[Data extracted from a collection]
[Start of Attachment]

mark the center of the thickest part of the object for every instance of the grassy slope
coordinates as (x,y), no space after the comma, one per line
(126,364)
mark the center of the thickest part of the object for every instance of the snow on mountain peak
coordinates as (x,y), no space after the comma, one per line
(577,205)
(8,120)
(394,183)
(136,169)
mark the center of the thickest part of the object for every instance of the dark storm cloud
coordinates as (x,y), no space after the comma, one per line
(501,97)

[End of Attachment]
[Start of Attachment]

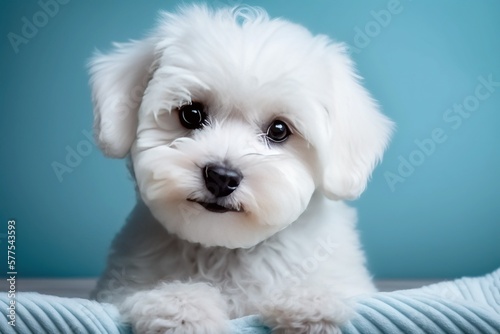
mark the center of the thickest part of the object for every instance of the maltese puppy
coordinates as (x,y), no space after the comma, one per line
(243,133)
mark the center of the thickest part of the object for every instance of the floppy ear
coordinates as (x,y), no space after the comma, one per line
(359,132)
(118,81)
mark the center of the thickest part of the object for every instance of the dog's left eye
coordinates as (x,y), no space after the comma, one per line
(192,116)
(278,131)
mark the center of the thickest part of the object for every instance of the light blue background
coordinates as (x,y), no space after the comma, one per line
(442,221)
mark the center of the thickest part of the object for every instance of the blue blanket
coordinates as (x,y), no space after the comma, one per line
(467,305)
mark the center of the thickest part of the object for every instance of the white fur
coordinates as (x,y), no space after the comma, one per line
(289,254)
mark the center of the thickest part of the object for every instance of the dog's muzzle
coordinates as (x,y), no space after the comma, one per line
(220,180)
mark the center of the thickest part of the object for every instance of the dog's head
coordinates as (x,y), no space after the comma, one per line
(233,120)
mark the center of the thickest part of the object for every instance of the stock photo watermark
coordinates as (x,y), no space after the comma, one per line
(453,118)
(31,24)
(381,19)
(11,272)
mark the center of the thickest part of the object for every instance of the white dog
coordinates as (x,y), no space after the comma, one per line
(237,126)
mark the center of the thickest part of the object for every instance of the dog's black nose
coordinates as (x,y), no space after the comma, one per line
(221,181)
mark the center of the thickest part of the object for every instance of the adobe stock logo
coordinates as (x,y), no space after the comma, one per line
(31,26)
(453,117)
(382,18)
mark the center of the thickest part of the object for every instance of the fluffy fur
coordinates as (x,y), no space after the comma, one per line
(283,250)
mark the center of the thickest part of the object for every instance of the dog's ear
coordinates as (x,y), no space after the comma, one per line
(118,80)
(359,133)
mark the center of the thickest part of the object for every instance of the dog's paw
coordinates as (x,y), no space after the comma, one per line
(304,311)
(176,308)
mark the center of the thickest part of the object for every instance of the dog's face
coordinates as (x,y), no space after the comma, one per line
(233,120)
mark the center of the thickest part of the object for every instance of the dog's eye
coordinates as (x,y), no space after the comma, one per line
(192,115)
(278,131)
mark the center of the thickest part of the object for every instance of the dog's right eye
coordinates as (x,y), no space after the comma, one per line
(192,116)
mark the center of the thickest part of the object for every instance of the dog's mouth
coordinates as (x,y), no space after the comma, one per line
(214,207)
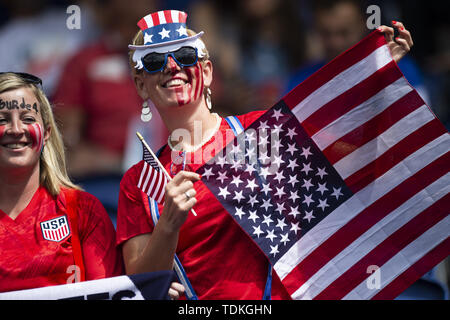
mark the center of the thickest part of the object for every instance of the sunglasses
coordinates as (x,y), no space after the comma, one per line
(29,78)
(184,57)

[End of Attachment]

Please give only the number of lines above that contain the word "white".

2